— start Input —

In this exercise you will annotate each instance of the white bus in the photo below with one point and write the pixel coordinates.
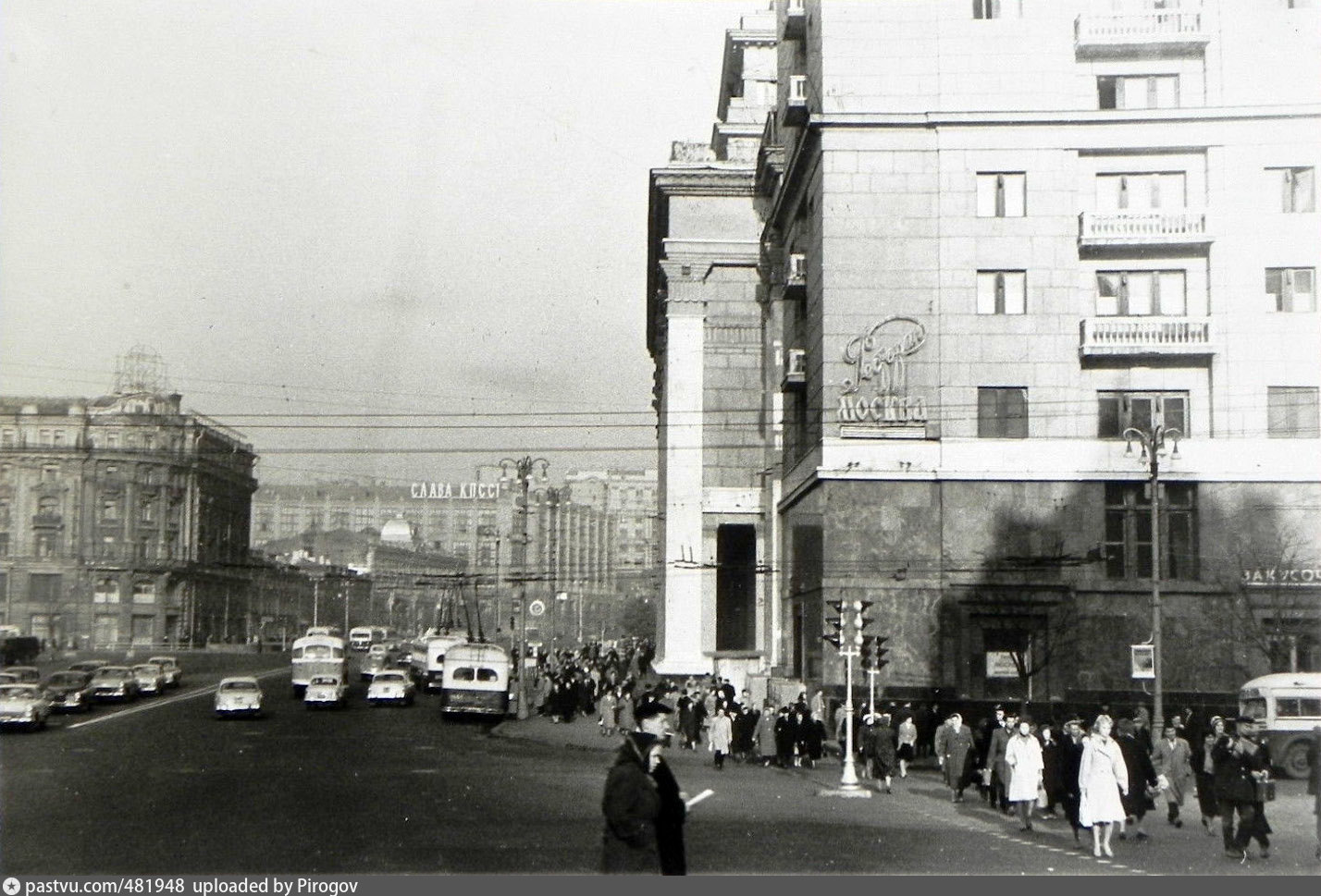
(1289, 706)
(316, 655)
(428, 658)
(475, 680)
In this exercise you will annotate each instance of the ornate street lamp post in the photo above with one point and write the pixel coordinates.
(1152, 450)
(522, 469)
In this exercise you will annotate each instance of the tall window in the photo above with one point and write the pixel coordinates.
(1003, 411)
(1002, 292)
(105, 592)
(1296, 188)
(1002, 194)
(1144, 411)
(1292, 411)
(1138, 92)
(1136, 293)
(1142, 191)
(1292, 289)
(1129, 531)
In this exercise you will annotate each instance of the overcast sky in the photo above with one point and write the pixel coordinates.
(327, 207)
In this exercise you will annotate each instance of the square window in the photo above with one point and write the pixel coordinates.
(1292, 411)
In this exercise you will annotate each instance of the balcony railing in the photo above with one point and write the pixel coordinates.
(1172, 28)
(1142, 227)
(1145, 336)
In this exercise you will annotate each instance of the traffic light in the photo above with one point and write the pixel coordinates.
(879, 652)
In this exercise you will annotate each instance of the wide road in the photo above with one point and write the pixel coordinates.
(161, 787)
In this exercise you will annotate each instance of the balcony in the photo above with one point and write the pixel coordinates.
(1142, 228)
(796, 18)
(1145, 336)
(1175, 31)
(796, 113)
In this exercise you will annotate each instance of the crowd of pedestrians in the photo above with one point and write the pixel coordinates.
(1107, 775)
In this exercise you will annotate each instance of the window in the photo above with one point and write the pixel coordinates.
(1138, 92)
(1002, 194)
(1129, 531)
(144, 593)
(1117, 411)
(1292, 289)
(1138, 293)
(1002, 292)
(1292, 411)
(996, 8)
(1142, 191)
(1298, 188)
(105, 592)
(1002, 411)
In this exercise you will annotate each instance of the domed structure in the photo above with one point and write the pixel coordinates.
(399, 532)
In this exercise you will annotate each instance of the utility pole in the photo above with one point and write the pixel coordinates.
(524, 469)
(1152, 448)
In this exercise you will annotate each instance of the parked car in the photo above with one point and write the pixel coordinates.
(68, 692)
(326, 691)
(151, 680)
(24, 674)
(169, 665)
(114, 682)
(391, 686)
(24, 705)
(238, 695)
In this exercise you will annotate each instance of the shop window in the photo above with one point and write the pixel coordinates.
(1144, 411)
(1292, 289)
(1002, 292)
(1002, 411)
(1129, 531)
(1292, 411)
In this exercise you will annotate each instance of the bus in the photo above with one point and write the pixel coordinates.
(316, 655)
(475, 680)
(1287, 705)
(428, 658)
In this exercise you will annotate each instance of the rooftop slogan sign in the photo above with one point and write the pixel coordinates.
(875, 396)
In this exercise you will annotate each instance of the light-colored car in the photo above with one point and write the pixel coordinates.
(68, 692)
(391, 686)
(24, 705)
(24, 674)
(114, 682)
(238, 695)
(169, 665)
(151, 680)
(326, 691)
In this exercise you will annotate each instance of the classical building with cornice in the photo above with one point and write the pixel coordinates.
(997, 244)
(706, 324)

— end Input —

# Short problem
Render every line of the rows above as a JSON list of strings, one string per line, omitting blank lines and the picture.

# Full output
[
  "In this exercise you will annotate each instance of the white bus in the photo below with one point and write the pixel coordinates.",
  "(1289, 706)",
  "(316, 655)",
  "(428, 658)",
  "(475, 680)",
  "In this exercise you will annotate each instance of the ornate street lamp post in the photo above with one point and write the pixel coordinates.",
  "(1152, 450)",
  "(522, 469)",
  "In this exercise you will annotate each instance of the tall window in the photo above with one point and write the pixel coordinates.",
  "(1003, 411)",
  "(1002, 292)",
  "(105, 592)",
  "(1296, 188)",
  "(1002, 194)",
  "(1144, 411)",
  "(1292, 411)",
  "(1138, 92)",
  "(1136, 293)",
  "(1142, 191)",
  "(1292, 289)",
  "(1129, 531)",
  "In this exercise you will annotate each instance of the overcast sky in the photo above with one point and write the pixel coordinates.",
  "(327, 207)",
  "In this exercise you will annotate each instance of the square window in the photo above with one point and write the pixel coordinates.",
  "(1292, 411)",
  "In this exercise you will annotate each instance of the balcony railing in the photo above with one point and write the pixel coordinates.",
  "(1172, 28)",
  "(1142, 227)",
  "(1145, 336)",
  "In this exercise you will annotate each instance of the traffic light in the photo above with one point and write the pixel coordinates.",
  "(879, 652)",
  "In this exercise you will annotate each instance of the wide road in the photo above with one point and write the pixel coordinates.",
  "(161, 787)",
  "In this exercise you will annotate each instance of the balcony in the photo above with one point and write the pixel coordinates.",
  "(1142, 228)",
  "(796, 18)",
  "(1145, 336)",
  "(1175, 31)",
  "(796, 113)",
  "In this exercise you will annotate each instance of the crowd of pedestrians in the photo above with one point and write the pixel coordinates.",
  "(1107, 775)",
  "In this exercise you will annotate each instance of the window in the photo above with one point and write the pixel coordinates.",
  "(1138, 92)",
  "(1002, 194)",
  "(1129, 531)",
  "(144, 593)",
  "(1117, 411)",
  "(1292, 289)",
  "(1138, 293)",
  "(1002, 292)",
  "(1292, 411)",
  "(996, 8)",
  "(1142, 191)",
  "(1298, 188)",
  "(105, 592)",
  "(1002, 411)",
  "In this exercise you will annotate each instance of the domed structure in the photo above with one point and write the pixel coordinates.",
  "(399, 532)",
  "In this exercise you will annotate each instance of the utility pole in the photo above with one point and write the pixel coordinates.",
  "(524, 469)",
  "(1152, 448)",
  "In this exercise you will annotate each instance of the parked car in the photo above with one point and write the pixel coordinates.",
  "(68, 692)",
  "(326, 691)",
  "(151, 680)",
  "(24, 674)",
  "(169, 665)",
  "(114, 682)",
  "(391, 686)",
  "(24, 705)",
  "(238, 695)",
  "In this exercise you will annotate each instance of the shop window in the photo above with one point and write the pixel coordinates.",
  "(1144, 411)",
  "(1292, 289)",
  "(1002, 292)",
  "(1002, 411)",
  "(1129, 531)",
  "(1292, 411)",
  "In this exercise you will annotate each instance of the bus in the photo above with one point and write the pixel coordinates.",
  "(316, 655)",
  "(475, 680)",
  "(1287, 705)",
  "(428, 658)",
  "In this exercise you will annotate each instance of the rooftop slogan sign in the photo above with one point and write the pixel coordinates.",
  "(875, 396)",
  "In this exercise you will annotate each instance of the light-colored car in the photo above with one point and write the pixel coordinates.",
  "(68, 692)",
  "(391, 686)",
  "(24, 705)",
  "(24, 674)",
  "(114, 682)",
  "(238, 695)",
  "(169, 665)",
  "(151, 680)",
  "(326, 691)",
  "In this exercise you will annotate each instance of the classical building with cornice in the photo above with one point and write the pixel coordinates.",
  "(997, 244)",
  "(706, 324)"
]